## Data to use
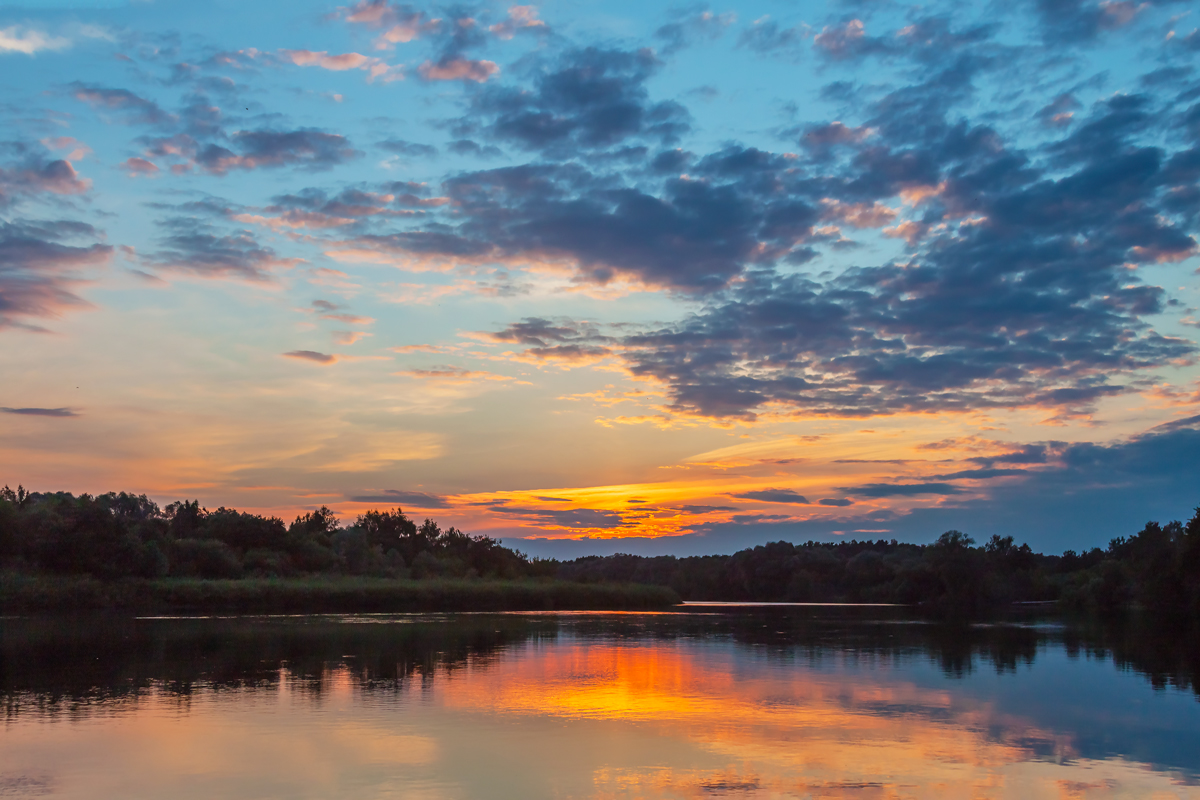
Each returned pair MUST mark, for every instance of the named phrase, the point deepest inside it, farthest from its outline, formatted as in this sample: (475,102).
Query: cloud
(846,41)
(136,166)
(521,19)
(876,491)
(133,107)
(195,247)
(767,37)
(40,270)
(311,355)
(41,411)
(34,174)
(307,148)
(587,98)
(450,374)
(773,495)
(693,28)
(352,208)
(412,149)
(695,236)
(570,518)
(376,68)
(415,499)
(347,338)
(327,310)
(459,68)
(17,38)
(1071,22)
(397,23)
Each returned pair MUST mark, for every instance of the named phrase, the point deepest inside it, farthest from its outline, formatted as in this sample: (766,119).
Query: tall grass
(23,594)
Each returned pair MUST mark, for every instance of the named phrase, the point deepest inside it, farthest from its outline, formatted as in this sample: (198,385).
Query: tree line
(120,535)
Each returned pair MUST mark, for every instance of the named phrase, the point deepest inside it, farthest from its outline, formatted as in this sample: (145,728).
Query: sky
(597,277)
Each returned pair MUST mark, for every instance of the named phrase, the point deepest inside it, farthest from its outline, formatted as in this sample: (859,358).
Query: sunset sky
(612,276)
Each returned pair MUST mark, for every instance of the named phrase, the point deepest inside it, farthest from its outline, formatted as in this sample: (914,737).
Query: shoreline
(24,594)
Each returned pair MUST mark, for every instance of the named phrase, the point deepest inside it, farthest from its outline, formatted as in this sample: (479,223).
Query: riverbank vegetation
(123,551)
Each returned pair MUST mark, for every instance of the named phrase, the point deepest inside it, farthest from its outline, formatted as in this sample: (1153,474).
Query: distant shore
(342,594)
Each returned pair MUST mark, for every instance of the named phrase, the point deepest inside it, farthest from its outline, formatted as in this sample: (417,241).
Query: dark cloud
(876,491)
(195,247)
(417,499)
(695,235)
(589,98)
(40,269)
(41,411)
(773,495)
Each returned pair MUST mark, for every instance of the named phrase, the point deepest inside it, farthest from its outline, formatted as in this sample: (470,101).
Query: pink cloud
(53,176)
(139,167)
(311,355)
(399,24)
(372,66)
(519,17)
(459,70)
(349,337)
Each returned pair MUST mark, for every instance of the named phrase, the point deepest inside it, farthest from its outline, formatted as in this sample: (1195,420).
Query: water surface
(702,703)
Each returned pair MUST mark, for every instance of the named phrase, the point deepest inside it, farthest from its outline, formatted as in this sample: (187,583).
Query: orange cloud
(312,355)
(459,70)
(376,68)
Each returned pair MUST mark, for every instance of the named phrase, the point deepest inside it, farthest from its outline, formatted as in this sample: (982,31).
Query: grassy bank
(23,594)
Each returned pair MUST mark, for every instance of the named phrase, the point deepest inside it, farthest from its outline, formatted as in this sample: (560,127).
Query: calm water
(729,703)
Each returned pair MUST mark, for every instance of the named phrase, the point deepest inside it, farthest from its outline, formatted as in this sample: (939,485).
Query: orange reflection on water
(569,717)
(781,731)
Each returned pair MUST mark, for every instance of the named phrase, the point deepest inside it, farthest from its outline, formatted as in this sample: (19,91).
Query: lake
(706,702)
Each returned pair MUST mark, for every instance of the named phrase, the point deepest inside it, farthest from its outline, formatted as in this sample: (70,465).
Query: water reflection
(769,703)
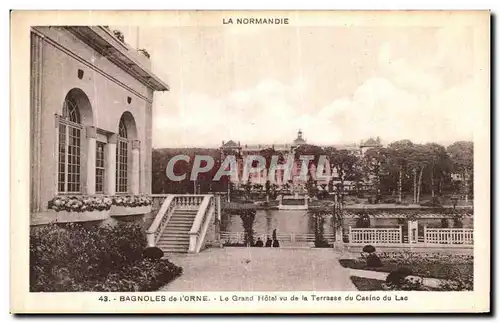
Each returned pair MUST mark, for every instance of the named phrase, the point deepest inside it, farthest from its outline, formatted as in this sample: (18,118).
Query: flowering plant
(132,200)
(80,203)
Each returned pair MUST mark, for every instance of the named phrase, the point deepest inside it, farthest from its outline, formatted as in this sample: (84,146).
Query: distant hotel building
(242,151)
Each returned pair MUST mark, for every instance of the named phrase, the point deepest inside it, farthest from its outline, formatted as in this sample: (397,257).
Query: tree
(439,163)
(462,159)
(375,165)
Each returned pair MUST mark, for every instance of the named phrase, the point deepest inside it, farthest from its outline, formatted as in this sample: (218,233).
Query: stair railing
(161,220)
(201,223)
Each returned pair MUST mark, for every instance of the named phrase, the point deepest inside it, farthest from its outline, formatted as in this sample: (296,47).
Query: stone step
(179,225)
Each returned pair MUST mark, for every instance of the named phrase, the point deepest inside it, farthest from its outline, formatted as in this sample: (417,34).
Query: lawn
(421,264)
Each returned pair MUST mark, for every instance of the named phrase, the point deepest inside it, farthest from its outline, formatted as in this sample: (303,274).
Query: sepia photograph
(256,153)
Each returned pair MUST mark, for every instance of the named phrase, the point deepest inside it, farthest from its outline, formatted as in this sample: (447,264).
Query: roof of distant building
(371,143)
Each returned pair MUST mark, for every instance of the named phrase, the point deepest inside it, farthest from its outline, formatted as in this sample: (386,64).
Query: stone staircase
(175,237)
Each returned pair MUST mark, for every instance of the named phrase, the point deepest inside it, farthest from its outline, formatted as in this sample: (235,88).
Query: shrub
(407,284)
(363,221)
(73,257)
(373,261)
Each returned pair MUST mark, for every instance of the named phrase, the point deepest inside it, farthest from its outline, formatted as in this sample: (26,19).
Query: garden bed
(422,264)
(77,258)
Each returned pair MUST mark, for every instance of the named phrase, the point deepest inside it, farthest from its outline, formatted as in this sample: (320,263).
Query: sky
(339,85)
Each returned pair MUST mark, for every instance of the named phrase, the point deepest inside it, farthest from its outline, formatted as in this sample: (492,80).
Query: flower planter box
(127,210)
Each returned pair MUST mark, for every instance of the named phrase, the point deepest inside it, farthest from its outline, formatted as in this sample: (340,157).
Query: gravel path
(261,269)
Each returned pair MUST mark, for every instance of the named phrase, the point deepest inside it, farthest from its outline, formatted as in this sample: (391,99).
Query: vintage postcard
(250,162)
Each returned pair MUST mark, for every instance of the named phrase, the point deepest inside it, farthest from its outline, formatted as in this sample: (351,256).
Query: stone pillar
(110,188)
(135,178)
(91,133)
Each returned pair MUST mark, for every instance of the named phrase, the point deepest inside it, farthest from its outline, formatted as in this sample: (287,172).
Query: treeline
(403,167)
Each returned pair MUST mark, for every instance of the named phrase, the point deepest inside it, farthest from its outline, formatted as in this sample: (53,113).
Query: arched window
(69,163)
(122,159)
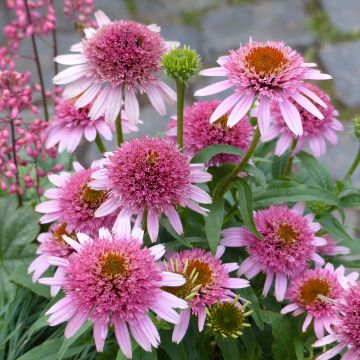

## What to work on
Print only the lines from the one with "this sample: (351,256)." through the last line of the data above, exactly and with both ends, and please omit any pictures.

## Solved exercise
Each returned pair MUST mark, for every instance of the named phrase, the point deepest inside it, farthest from its outline, formatted as in this sample: (351,256).
Query: stone pillar
(110,188)
(135,178)
(91,133)
Each returned pair MUST mark, for every instance of the named phrase, the point deepest inside it, farthest from its outline, formatted as in this sample: (287,172).
Query: treeline
(403,167)
Each returned pair MUST mark, for every instance of the named phrase, the point deepest inside it, farthest from its outline, formatted as in this sample: (53,113).
Query: arched window
(69,163)
(122,159)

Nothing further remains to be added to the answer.